Return exactly the lines of the entries that start at the line containing "of the dangling" and continue to the last line. Omit the pictures.
+ + + + +
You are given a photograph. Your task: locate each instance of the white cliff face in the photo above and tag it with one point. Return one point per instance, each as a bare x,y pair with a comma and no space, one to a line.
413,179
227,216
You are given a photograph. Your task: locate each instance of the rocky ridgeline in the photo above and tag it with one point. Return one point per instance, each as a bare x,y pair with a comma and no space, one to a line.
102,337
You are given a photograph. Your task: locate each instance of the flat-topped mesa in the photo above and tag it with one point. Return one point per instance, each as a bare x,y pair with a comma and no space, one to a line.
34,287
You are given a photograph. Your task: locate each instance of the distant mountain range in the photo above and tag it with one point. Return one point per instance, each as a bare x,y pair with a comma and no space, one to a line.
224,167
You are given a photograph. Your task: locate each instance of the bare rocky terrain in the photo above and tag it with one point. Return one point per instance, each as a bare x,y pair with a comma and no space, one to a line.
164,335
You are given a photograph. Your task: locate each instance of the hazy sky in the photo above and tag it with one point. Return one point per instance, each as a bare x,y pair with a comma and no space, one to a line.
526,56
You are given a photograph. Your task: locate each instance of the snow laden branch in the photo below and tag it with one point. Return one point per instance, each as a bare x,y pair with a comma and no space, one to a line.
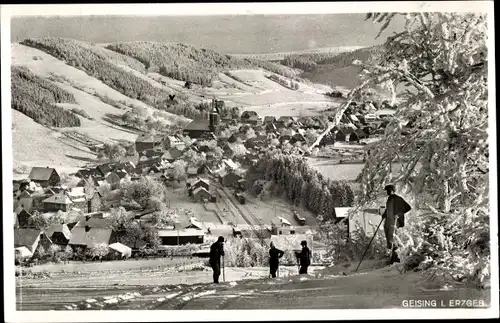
438,138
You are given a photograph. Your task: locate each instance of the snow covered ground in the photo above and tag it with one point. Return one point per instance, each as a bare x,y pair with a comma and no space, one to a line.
248,288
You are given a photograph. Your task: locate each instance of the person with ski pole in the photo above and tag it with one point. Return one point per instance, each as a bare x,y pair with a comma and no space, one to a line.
304,258
274,255
216,251
395,210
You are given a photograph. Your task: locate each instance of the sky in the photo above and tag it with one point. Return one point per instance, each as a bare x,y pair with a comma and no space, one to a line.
236,34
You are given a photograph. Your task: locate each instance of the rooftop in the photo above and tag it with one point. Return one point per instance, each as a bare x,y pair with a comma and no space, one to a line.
40,173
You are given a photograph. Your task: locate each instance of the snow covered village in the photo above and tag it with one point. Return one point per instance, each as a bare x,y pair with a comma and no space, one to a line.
178,169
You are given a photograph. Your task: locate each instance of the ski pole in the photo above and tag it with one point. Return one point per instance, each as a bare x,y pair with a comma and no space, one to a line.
369,244
223,270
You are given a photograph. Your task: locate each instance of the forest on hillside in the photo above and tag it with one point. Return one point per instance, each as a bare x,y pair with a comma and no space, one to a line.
190,63
302,184
36,97
97,63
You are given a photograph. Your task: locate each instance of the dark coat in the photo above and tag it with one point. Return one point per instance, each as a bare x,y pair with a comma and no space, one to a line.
216,251
305,257
274,255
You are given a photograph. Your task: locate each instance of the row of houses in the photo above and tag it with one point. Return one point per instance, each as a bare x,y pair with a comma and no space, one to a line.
95,229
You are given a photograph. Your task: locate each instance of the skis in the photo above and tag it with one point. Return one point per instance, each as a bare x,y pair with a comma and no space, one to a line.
369,244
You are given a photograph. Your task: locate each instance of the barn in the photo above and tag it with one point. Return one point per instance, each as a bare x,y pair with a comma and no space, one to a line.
44,176
180,237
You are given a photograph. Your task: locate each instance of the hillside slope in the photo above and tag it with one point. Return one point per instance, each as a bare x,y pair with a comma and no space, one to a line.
88,73
189,63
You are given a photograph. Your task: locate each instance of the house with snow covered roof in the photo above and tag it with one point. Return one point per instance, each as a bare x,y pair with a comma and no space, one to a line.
44,176
280,225
57,202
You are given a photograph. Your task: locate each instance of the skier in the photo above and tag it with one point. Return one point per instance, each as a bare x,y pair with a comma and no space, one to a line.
216,251
395,209
304,258
274,255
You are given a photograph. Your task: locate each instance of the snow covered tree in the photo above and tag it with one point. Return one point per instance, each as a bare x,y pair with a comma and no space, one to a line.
439,134
193,158
112,152
143,191
38,221
98,250
238,150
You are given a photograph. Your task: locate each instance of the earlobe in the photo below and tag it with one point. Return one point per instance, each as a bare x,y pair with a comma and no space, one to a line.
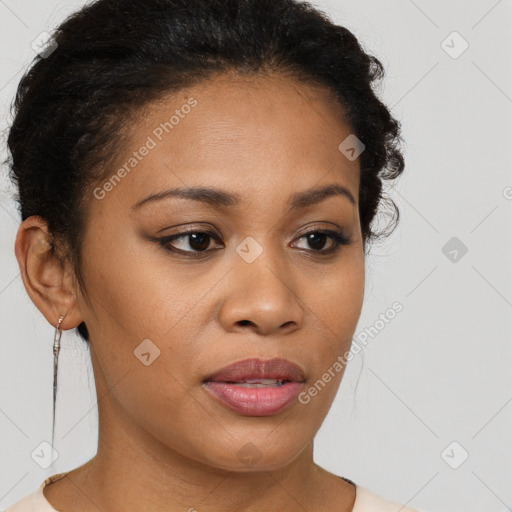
43,274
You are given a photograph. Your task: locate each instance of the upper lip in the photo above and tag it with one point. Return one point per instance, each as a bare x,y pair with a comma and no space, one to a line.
254,368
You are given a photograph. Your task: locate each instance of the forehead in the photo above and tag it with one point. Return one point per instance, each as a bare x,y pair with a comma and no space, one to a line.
242,134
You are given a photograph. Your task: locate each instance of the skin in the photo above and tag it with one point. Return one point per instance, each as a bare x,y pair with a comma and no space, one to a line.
165,444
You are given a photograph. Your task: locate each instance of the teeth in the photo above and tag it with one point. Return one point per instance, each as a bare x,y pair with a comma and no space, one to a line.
260,383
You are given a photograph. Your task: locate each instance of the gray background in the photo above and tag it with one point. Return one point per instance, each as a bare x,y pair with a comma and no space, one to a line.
439,372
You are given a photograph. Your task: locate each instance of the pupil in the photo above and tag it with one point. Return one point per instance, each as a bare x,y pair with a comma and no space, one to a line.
199,241
313,237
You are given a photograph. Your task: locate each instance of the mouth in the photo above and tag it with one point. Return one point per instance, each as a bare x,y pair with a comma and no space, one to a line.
256,387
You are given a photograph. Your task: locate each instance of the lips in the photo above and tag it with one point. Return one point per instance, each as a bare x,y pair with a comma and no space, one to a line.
256,370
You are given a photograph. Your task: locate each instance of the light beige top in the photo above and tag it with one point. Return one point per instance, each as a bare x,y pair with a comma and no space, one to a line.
366,501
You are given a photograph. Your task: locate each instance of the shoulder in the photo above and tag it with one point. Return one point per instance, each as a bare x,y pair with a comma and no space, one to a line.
367,501
36,501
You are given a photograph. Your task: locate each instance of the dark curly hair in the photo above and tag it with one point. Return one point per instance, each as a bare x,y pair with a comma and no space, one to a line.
114,57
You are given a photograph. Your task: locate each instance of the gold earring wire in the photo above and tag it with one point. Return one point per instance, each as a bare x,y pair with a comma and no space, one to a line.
56,350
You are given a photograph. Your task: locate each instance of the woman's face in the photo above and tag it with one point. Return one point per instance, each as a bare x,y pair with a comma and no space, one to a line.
164,317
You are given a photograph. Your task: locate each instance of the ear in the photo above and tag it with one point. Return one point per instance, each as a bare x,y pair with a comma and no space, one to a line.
48,282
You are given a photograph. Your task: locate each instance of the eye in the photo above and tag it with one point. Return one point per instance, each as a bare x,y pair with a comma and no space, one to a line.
317,240
199,241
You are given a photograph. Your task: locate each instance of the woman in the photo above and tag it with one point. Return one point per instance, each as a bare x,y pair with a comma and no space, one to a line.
197,182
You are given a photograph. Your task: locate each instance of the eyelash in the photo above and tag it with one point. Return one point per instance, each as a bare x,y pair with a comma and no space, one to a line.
339,239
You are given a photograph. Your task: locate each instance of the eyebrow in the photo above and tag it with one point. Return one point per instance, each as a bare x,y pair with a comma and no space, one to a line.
219,198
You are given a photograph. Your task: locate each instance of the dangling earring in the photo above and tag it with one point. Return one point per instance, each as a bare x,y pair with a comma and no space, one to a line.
56,349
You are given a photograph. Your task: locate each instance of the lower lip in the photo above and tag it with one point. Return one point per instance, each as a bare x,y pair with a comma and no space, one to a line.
255,401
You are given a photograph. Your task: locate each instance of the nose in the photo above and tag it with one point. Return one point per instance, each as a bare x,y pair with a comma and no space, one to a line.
262,296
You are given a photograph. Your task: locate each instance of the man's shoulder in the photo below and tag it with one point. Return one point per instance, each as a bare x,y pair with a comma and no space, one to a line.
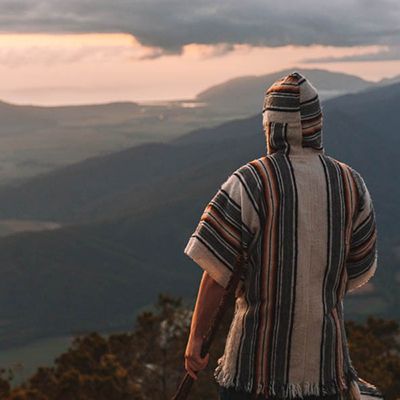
356,176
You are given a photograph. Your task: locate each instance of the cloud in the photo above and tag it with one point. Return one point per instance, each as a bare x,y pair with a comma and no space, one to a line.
169,25
389,54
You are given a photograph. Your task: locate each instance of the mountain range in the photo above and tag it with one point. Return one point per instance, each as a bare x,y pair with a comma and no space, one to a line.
125,218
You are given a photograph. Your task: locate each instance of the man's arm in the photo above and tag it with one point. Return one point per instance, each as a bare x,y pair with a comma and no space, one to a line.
208,298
+ + + + +
» CORRECT RESPONSE
You are given a photograph. Your task: locate each instance of the dangling earring in the photo above and tag it with one point. Return one point per instance, each as a bare x,y pair with a comma and no space, one to a line.
56,349
You are given a photograph. Your task: locate each instance of the lower lip in the photo above and tag it with one point. Return one point per instance, each as a bare x,y pair with a comma and no space, one to a line.
255,401
You are given a photograph. Your task: locate each instance of the nose in the photo above and tag it with one point. Return one point per instance, each as a bare x,y pair with a comma and no space, one to a line.
262,296
You are given a photograph. Your task: locate each instance of the man's shoulder in the photo below and tag it with one point. Return one point per instance, each as a bare x,y pair with a comma and no space, one to a line.
356,176
You are given a photograph. Your task: locate each instance of the cloud in the photo above and tag it with one point. Return one point per instance, each as a bare x,y pair with a comma and no space, one to a line.
169,25
389,54
You are given a photograph. Your task: locate each instance of the mountain range in the photo above and tag it with one point. Return one point per instance, each as a bare x,y pair with a comma and no space, one to a line.
125,218
You are given a photograph. Your task: locate each instance of the man's arm in the photo above and tag it with one point. Return one point per instance, each as a bare x,y pair with a comma and no space, one to a line.
208,298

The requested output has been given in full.